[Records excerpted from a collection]
☆ ☆ ☆ ☆ ☆ ☆ ☆

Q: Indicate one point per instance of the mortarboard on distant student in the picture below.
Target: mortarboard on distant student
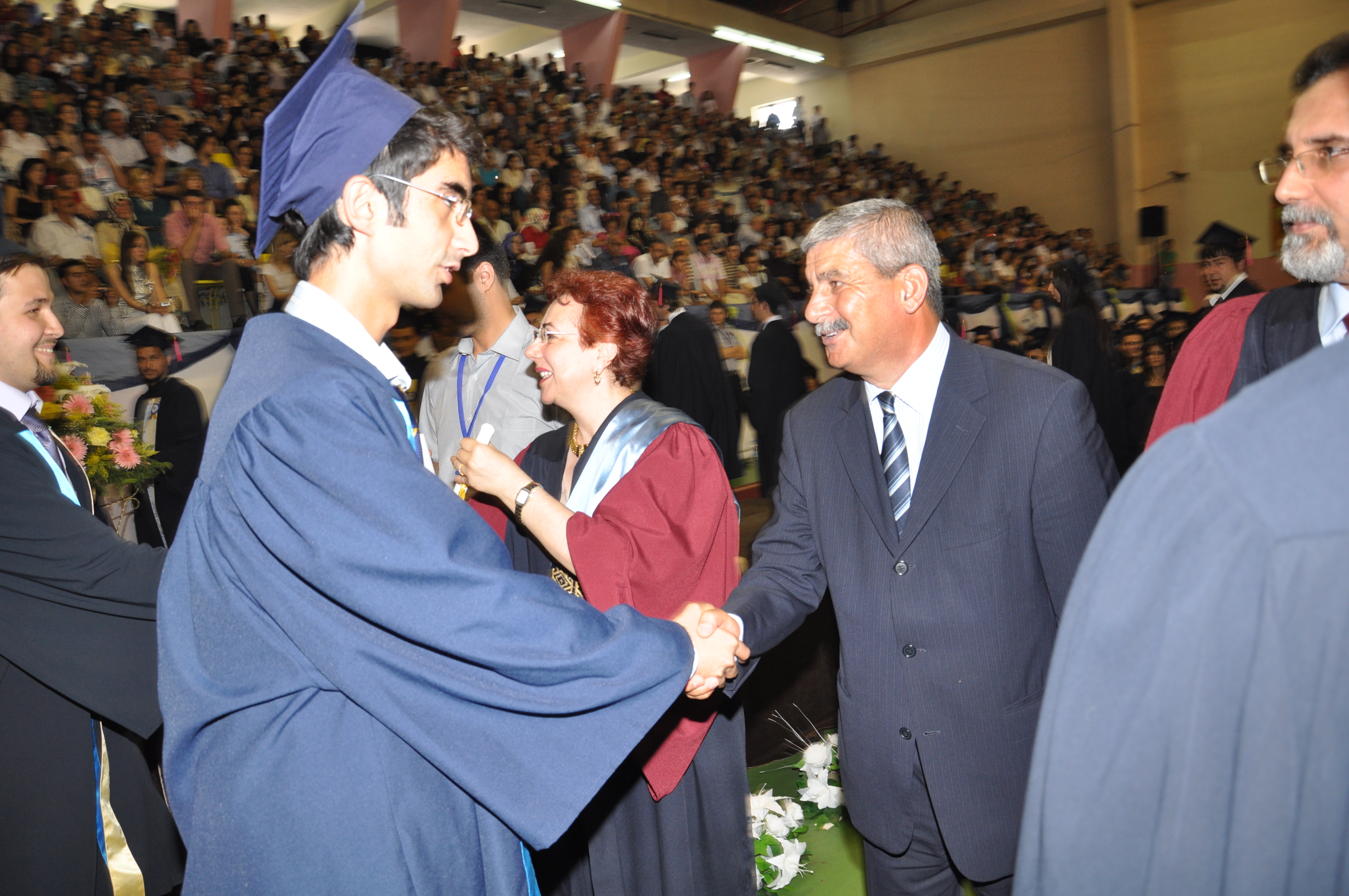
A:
(359, 694)
(1224, 255)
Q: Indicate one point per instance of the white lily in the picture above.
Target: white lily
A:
(788, 864)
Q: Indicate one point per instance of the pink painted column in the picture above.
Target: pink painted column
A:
(719, 72)
(595, 46)
(215, 17)
(427, 29)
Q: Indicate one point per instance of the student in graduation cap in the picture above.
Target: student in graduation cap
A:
(169, 413)
(361, 695)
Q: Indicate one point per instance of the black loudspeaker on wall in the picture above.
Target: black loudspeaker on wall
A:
(1153, 222)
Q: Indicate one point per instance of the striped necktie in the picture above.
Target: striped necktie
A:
(44, 435)
(895, 462)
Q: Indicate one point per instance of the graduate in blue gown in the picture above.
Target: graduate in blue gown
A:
(359, 694)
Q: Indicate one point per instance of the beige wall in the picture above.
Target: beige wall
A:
(1213, 99)
(833, 95)
(1026, 117)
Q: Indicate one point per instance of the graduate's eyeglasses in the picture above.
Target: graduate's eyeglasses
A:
(547, 336)
(1312, 164)
(458, 206)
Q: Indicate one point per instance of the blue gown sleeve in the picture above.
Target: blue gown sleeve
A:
(396, 593)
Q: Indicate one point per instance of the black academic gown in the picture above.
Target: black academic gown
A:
(1194, 724)
(778, 381)
(1078, 351)
(1282, 328)
(686, 373)
(180, 438)
(77, 644)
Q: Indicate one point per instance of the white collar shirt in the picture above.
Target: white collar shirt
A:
(318, 308)
(18, 403)
(915, 394)
(514, 405)
(1331, 312)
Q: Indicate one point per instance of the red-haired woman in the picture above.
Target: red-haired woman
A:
(630, 505)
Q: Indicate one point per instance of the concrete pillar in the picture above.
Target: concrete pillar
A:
(215, 17)
(427, 29)
(719, 72)
(595, 46)
(1124, 126)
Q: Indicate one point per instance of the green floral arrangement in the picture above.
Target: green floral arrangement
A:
(778, 823)
(92, 428)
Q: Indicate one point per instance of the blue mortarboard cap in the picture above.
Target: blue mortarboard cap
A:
(328, 129)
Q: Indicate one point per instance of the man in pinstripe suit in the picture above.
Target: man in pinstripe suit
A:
(943, 494)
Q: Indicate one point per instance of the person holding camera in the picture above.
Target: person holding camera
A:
(200, 239)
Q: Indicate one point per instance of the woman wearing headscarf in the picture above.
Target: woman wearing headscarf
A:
(630, 505)
(1082, 347)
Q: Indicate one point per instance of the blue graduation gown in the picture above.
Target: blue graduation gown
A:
(359, 694)
(1194, 725)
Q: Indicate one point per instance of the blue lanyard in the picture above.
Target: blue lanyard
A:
(459, 392)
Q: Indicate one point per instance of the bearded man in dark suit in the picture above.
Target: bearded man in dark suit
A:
(943, 494)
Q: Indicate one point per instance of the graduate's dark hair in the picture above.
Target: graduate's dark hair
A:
(1326, 60)
(423, 139)
(614, 310)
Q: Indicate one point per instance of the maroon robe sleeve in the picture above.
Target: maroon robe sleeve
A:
(1204, 370)
(666, 535)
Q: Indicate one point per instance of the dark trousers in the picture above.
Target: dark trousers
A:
(925, 868)
(226, 272)
(769, 431)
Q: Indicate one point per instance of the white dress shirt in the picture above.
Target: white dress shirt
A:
(1331, 313)
(316, 307)
(18, 403)
(915, 393)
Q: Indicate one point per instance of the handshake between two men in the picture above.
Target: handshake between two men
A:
(717, 641)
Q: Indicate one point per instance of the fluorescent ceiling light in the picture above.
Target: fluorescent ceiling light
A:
(768, 44)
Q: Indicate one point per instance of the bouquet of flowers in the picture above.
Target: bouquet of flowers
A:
(91, 425)
(779, 822)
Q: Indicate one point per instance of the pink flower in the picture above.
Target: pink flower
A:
(125, 455)
(76, 446)
(77, 404)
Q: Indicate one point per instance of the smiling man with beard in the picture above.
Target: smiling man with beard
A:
(1248, 338)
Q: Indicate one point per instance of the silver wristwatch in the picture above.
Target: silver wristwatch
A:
(523, 497)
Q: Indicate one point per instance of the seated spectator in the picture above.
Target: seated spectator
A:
(21, 139)
(616, 257)
(98, 168)
(64, 235)
(654, 266)
(218, 180)
(125, 149)
(86, 307)
(200, 239)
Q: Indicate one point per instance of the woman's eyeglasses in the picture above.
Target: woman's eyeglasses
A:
(458, 206)
(547, 336)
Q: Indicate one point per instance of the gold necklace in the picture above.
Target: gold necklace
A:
(571, 440)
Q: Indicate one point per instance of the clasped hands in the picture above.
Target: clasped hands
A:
(717, 639)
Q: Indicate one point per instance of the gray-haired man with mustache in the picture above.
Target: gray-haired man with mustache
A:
(1247, 339)
(943, 494)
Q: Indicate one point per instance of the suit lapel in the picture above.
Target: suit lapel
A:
(951, 432)
(856, 440)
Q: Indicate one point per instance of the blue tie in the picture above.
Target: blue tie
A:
(895, 462)
(44, 435)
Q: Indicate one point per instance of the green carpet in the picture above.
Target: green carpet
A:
(834, 856)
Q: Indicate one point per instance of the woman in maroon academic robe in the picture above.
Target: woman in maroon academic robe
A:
(630, 505)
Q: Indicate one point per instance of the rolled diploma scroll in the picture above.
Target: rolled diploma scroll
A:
(485, 436)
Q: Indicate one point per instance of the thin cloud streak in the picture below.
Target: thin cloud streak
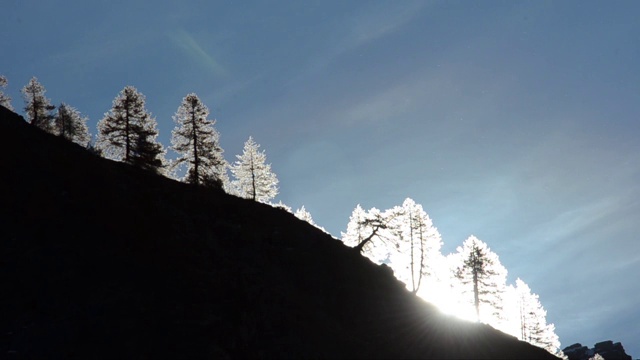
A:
(194, 50)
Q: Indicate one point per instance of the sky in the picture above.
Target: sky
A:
(514, 121)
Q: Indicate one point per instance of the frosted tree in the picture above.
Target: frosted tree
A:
(253, 178)
(128, 132)
(533, 320)
(419, 244)
(69, 124)
(371, 233)
(283, 206)
(198, 144)
(482, 279)
(37, 106)
(305, 215)
(5, 100)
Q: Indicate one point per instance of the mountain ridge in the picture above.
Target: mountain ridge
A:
(105, 260)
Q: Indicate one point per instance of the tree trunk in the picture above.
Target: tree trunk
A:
(196, 161)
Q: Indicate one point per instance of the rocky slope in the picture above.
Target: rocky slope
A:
(100, 260)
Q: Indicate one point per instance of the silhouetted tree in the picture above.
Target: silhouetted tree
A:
(69, 124)
(5, 100)
(533, 320)
(37, 106)
(253, 179)
(480, 270)
(303, 214)
(418, 241)
(371, 233)
(128, 132)
(198, 144)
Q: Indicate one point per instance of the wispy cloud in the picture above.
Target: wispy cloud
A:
(194, 50)
(366, 27)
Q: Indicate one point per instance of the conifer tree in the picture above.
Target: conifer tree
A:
(483, 277)
(128, 132)
(533, 320)
(198, 144)
(69, 124)
(305, 215)
(5, 100)
(371, 233)
(253, 179)
(419, 244)
(37, 106)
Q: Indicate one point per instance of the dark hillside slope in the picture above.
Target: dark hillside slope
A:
(99, 260)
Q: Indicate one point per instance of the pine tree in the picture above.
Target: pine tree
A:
(128, 132)
(38, 107)
(371, 233)
(419, 244)
(148, 153)
(303, 214)
(195, 138)
(253, 178)
(69, 124)
(5, 100)
(481, 275)
(533, 320)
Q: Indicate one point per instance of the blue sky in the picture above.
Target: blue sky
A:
(515, 121)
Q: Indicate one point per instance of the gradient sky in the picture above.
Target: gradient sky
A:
(515, 121)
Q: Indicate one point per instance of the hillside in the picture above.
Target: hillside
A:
(101, 260)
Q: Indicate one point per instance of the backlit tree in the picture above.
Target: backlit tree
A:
(37, 107)
(371, 233)
(5, 100)
(419, 244)
(69, 124)
(128, 132)
(305, 215)
(198, 144)
(253, 178)
(482, 279)
(533, 320)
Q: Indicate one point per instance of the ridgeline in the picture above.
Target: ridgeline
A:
(101, 260)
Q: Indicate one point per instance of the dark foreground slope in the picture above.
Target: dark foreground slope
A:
(101, 261)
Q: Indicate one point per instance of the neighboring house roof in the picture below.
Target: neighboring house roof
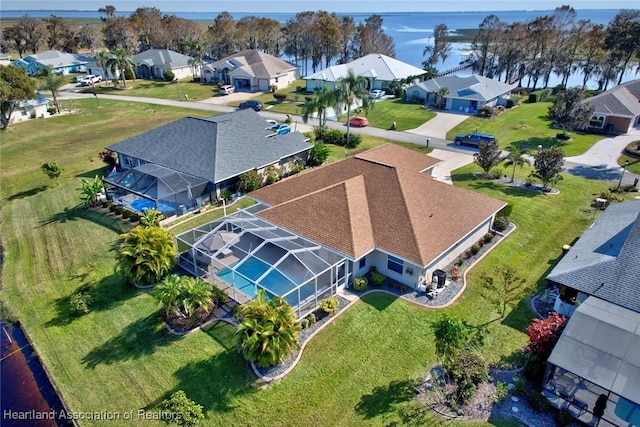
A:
(605, 261)
(54, 59)
(363, 203)
(622, 100)
(254, 63)
(162, 58)
(376, 65)
(474, 87)
(601, 343)
(216, 148)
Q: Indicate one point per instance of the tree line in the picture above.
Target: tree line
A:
(316, 37)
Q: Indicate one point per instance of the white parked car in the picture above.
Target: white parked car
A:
(90, 79)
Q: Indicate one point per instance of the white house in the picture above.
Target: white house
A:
(252, 70)
(464, 94)
(152, 63)
(379, 70)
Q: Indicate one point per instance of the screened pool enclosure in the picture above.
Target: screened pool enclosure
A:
(150, 186)
(242, 253)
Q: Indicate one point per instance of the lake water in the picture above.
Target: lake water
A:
(411, 32)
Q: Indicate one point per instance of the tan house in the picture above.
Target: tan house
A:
(617, 109)
(382, 208)
(251, 70)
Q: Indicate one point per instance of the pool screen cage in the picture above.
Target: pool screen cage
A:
(242, 253)
(151, 186)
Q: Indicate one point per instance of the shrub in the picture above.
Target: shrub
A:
(377, 278)
(502, 391)
(501, 223)
(329, 305)
(168, 75)
(333, 136)
(455, 271)
(80, 302)
(468, 369)
(181, 410)
(279, 97)
(360, 283)
(538, 401)
(353, 141)
(564, 417)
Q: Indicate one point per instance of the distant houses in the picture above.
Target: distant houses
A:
(251, 70)
(61, 62)
(463, 94)
(378, 70)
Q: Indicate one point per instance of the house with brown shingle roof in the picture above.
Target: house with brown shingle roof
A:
(381, 208)
(251, 70)
(617, 109)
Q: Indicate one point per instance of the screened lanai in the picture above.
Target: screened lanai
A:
(242, 253)
(151, 186)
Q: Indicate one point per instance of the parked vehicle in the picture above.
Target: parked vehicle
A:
(473, 138)
(256, 105)
(90, 79)
(226, 89)
(282, 129)
(359, 121)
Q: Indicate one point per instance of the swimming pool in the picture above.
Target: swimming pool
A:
(142, 205)
(251, 270)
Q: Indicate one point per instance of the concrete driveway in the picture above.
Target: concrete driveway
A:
(451, 160)
(439, 125)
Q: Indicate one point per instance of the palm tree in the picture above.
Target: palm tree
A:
(51, 82)
(183, 294)
(121, 62)
(145, 255)
(268, 331)
(352, 89)
(90, 190)
(319, 103)
(102, 59)
(515, 157)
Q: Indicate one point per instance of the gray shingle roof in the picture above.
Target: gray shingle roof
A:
(622, 100)
(474, 87)
(605, 261)
(376, 65)
(215, 148)
(162, 58)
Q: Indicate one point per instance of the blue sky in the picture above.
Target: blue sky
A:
(263, 6)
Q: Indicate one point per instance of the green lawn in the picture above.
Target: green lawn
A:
(159, 89)
(120, 358)
(526, 126)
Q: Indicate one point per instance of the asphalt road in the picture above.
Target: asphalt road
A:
(600, 172)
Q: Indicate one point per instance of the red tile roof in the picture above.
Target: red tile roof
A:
(359, 204)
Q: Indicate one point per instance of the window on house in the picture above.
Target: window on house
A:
(363, 262)
(395, 264)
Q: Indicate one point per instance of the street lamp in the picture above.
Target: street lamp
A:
(624, 168)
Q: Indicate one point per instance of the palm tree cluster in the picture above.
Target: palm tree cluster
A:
(145, 255)
(268, 331)
(558, 44)
(183, 295)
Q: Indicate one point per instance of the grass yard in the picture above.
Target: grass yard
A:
(526, 126)
(175, 90)
(120, 358)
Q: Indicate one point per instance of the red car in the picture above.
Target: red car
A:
(359, 121)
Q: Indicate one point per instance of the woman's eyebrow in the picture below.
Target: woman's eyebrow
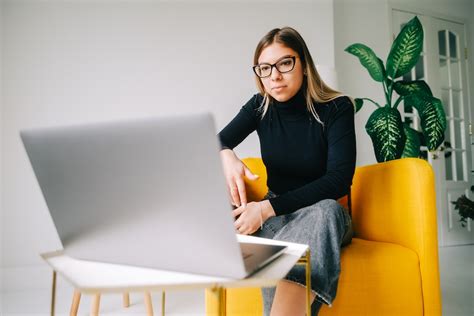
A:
(285, 56)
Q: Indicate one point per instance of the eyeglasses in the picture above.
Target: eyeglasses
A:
(283, 65)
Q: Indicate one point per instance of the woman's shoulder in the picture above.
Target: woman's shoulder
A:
(341, 102)
(254, 104)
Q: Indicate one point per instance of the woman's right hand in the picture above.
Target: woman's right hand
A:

☆ ☆ ☆ ☆ ☆ ☆ ☆

* **Your objective**
A word-for-word copy of the lines above from the one with "Q: Indicate one point per instance of the red-haired" through the one with "Target: bearded man in dark suit", inclusive, is the only output wanted.

* **The completed task**
Q: Indicate one point per instance of the red-haired woman in the picture above.
Target: red-haired woman
A:
(630, 505)
Q: Indicate one point per instance of the concrete pillar in the picture above.
Target: concrete pillar
A:
(215, 17)
(427, 29)
(719, 72)
(595, 46)
(1124, 126)
Q: Indicate one point per instance of the green floral arrangement in the picture above.
Target: green floral arrangement
A:
(778, 823)
(92, 428)
Q: Indicate one point per instance of the blue mortarboard cap in the picture above.
Target: blue mortarboard cap
A:
(328, 129)
Q: Indicate one point per instance of the man in pinstripe suit in the picture above.
Target: man in pinstripe suit
A:
(943, 494)
Q: Indicate one point per instance of the person holding camera in the picture above.
Target: person holding camera
A:
(200, 239)
Q: Indicate one point per instance of the woman wearing headscarf in the picture above.
Target: woman wearing headscarf
A:
(630, 505)
(1082, 347)
Q: Indicate one point per instance of the blue graduation gown in the picture above.
Target: blue graduation gown
A:
(359, 694)
(1194, 725)
Q: Indicate one point per instance of the blue lanyard in the picture above.
Target: blue lanyard
A:
(459, 392)
Q: Indicate one point per instance of the bearded man in dark suit in the picture above.
Target: bearded man in dark suit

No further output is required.